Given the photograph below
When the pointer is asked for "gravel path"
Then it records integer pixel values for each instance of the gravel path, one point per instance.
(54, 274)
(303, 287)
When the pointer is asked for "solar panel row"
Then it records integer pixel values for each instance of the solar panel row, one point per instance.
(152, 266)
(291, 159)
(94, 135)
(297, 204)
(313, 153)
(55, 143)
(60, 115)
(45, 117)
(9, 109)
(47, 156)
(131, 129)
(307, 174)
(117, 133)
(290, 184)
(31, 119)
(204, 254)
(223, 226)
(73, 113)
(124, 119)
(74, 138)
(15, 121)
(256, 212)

******

TASK DESCRIPTION: Write each entry out again. Do not change a word.

TASK RESULT:
Given the photograph below
When the pointer is asked for "gravel path"
Then it records integer pixel values for each instance of the gravel path, one point per instance.
(54, 274)
(303, 287)
When the pointer is asked for "solar panel row"
Then it records integer pixel values for each instance of the solar panel row, one point per instance.
(152, 266)
(291, 159)
(94, 135)
(297, 204)
(313, 153)
(55, 143)
(60, 115)
(45, 117)
(9, 109)
(47, 156)
(131, 129)
(307, 174)
(117, 133)
(290, 184)
(31, 119)
(204, 254)
(223, 226)
(73, 113)
(124, 119)
(74, 138)
(15, 121)
(256, 212)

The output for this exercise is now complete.